__Work instructions__:
a – According to the post, what has the writer's life taught them about the world and about people?
b – Return the passage of the post exactly, everything from "My life has" down to "too many others.".

__Text to read__:
Hi.
Looking back I don't really like my first post now, but as it was the only thing I could write over the last days I'll leave it where it is. Maybe I'll even post what I feel at a given moment more often. We'll see.
Today I want to post what should have been my first post. My mood as I'm writing this differs somewhat from when I wrote my first draft of this post so it may read a little bit whacky. The inherent message however is the same, so please bear with me.
Here goes:
I'm not going to share my story here, not because I do not want to but rather because it is nothing special considering the bigger picture and because it is not important to me. If you want to read a sad story pick up a book or a newspaper. There's many of us and more are joining the ranks every day.
My life has taught me that the world isn't fair and that people aren't nice. True, just as there are exceptions to every rule there are in fact some nice people out there and sometimes for some people everything turns out alright. Not for me though and not for too many others.

__Dataset rows__:

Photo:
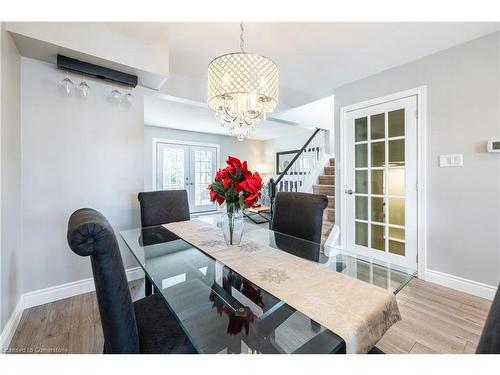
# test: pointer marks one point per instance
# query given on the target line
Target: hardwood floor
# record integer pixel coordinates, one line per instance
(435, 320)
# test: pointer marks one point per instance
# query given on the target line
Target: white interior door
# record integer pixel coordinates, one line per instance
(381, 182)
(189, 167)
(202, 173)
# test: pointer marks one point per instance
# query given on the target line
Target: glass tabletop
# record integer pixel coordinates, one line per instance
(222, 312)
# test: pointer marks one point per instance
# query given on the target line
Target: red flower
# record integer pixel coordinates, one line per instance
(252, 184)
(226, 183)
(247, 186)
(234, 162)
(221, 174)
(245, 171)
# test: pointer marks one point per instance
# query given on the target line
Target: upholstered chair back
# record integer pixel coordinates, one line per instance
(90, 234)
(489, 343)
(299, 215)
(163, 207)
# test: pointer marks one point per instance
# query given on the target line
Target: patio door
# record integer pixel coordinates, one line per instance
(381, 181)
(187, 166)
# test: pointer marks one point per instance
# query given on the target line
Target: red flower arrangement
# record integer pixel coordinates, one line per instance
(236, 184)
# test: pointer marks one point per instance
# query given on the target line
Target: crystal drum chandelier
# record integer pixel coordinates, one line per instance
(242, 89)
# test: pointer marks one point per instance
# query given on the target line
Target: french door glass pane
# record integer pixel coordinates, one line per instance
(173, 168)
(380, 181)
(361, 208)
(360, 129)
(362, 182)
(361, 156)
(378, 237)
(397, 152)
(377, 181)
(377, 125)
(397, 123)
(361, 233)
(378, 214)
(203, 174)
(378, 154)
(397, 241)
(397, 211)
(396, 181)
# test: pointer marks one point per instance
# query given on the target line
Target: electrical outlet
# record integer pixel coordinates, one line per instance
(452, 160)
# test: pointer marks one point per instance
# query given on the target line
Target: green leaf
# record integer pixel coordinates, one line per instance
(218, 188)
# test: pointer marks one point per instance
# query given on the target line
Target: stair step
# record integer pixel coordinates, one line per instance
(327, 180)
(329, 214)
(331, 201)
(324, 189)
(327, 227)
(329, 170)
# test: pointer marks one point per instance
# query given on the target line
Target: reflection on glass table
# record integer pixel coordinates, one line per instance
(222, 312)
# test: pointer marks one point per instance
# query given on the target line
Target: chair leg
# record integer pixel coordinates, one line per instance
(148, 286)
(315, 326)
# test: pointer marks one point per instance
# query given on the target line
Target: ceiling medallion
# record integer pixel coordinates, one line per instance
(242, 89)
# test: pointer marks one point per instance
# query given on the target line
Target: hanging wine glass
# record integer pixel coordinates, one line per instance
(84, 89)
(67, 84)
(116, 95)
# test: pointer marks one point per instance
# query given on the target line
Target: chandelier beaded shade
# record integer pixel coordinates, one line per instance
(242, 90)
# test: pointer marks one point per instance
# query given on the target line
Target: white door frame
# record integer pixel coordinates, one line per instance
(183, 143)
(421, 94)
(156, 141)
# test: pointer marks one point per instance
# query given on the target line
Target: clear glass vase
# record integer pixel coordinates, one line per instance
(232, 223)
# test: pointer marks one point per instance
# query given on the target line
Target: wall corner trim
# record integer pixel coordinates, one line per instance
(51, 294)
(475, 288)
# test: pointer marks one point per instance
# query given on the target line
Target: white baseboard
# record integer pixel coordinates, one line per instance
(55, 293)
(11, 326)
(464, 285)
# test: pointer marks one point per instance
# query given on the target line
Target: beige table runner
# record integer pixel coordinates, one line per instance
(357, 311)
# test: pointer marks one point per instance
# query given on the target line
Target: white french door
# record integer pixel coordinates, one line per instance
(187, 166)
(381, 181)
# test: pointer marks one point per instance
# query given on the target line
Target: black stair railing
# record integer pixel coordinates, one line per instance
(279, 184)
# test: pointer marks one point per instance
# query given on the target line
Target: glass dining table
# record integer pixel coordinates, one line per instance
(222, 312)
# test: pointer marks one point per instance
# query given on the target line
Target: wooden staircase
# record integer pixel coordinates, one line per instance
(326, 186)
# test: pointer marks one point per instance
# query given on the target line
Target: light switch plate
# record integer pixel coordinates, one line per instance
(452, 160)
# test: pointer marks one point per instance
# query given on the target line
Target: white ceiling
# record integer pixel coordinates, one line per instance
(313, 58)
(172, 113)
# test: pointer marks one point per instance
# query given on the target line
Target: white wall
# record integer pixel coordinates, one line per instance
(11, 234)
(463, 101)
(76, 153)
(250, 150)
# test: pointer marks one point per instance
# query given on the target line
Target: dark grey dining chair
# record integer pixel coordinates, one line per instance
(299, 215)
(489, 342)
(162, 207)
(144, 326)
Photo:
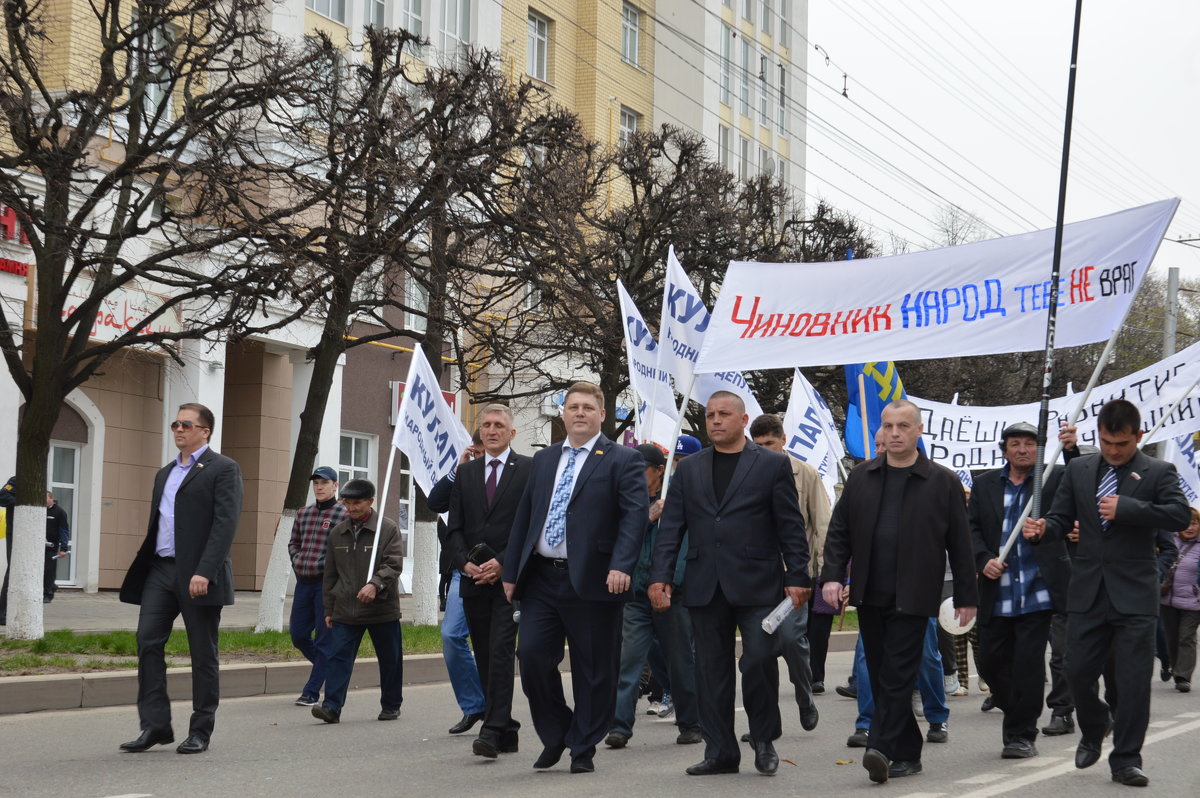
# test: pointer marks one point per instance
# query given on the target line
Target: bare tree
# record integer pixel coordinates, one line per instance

---

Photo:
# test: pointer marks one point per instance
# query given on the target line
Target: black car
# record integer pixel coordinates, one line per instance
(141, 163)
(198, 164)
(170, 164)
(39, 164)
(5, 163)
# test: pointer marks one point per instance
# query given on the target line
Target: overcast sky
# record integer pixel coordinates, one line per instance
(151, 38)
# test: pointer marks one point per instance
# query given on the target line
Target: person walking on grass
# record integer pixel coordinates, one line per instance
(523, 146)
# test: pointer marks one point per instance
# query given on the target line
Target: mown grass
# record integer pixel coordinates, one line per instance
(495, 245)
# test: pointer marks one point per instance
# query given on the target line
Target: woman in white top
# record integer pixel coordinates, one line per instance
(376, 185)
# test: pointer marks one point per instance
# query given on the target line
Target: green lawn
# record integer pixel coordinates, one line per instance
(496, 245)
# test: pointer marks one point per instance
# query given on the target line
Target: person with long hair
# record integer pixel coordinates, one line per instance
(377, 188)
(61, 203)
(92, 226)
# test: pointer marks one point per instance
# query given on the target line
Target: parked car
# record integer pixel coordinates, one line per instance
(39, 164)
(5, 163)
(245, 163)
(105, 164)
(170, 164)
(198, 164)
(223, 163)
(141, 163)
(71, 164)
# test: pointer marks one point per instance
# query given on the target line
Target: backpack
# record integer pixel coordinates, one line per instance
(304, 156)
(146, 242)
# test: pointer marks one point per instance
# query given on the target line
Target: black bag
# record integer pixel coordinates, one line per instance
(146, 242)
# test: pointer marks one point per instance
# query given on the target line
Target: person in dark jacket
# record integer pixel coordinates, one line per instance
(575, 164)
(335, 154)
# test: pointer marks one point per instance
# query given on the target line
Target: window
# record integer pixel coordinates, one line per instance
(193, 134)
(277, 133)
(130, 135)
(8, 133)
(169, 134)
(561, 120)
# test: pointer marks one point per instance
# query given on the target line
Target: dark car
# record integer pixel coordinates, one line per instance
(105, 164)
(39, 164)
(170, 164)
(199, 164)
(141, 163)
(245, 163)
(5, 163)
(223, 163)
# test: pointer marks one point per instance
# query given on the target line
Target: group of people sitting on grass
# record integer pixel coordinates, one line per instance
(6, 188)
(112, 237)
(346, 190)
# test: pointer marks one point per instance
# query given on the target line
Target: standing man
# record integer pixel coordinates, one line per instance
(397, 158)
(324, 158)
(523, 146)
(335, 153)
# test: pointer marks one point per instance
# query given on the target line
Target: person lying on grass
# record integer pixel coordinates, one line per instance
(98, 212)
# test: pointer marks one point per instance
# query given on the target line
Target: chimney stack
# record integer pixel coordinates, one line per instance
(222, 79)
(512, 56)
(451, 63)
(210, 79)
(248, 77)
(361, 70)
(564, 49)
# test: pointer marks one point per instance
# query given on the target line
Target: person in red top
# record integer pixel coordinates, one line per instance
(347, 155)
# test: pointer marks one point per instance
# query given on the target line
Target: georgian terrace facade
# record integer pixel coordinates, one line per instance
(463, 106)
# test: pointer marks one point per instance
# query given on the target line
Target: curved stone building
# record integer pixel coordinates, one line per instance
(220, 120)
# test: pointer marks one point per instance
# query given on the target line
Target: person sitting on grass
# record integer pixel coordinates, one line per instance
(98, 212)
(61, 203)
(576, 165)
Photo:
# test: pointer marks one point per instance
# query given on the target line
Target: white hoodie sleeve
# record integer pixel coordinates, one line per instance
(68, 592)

...

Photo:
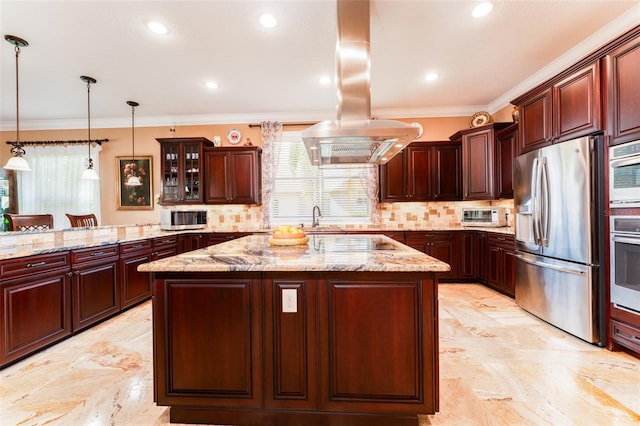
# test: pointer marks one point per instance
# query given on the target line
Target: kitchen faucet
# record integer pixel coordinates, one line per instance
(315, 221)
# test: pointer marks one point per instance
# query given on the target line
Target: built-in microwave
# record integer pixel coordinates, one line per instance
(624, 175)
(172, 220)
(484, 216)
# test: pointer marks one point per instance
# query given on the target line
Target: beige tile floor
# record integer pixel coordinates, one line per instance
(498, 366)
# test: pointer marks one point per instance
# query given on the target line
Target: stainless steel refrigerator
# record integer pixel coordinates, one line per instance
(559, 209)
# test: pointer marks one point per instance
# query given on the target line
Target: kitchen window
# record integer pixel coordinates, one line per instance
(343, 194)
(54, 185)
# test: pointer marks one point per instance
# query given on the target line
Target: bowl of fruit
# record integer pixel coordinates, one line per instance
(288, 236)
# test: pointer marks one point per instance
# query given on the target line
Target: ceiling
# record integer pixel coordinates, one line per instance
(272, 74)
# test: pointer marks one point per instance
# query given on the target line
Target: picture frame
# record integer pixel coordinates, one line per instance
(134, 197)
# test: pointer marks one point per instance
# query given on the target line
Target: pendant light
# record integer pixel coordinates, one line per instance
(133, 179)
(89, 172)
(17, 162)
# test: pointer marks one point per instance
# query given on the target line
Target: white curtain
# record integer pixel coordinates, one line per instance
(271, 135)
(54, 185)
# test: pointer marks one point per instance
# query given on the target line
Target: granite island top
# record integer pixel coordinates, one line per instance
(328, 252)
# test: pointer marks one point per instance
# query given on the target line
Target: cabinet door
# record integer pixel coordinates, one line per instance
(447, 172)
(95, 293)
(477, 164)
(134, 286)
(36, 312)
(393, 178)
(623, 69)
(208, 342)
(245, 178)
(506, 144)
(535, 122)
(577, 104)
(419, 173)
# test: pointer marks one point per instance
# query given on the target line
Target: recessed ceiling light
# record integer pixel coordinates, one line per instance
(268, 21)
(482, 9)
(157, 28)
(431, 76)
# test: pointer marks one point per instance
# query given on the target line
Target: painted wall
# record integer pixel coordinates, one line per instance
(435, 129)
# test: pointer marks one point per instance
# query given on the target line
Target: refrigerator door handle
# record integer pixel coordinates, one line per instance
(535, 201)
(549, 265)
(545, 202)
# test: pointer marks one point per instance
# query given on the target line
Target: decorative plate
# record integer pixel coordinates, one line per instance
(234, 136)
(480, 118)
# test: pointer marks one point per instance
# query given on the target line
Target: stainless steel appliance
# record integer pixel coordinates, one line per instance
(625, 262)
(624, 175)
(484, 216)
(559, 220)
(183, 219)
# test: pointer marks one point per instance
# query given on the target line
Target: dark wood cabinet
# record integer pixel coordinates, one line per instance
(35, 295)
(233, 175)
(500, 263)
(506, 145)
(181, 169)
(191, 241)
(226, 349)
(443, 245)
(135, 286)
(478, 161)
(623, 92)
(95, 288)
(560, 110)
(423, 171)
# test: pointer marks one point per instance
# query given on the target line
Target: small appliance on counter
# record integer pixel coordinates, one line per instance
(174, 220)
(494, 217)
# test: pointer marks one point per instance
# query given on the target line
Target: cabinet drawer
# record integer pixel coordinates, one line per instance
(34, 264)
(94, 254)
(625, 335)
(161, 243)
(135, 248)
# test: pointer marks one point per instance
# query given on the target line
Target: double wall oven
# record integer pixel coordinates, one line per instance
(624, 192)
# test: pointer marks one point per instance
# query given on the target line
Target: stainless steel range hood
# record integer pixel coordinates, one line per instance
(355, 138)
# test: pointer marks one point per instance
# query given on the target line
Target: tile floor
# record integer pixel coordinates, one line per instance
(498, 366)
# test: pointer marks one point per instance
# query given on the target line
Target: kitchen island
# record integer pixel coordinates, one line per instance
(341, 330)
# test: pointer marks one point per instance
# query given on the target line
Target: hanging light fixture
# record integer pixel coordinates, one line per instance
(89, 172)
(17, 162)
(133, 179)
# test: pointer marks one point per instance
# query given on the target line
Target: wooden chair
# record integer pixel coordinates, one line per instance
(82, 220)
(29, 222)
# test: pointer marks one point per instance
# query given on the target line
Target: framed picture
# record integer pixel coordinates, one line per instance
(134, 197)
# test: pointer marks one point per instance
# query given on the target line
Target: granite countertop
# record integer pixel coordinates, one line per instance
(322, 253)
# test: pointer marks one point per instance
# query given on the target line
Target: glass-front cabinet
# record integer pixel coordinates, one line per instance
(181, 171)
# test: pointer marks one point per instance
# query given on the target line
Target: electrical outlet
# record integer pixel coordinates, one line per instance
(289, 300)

__Task-by-task answers__:
a – That the world isn't fair and that people aren't nice.

b –
My life has taught me that the world isn't fair and that people aren't nice. True, just as there are exceptions to every rule there are in fact some nice people out there and sometimes for some people everything turns out alright. Not for me though and not for too many others.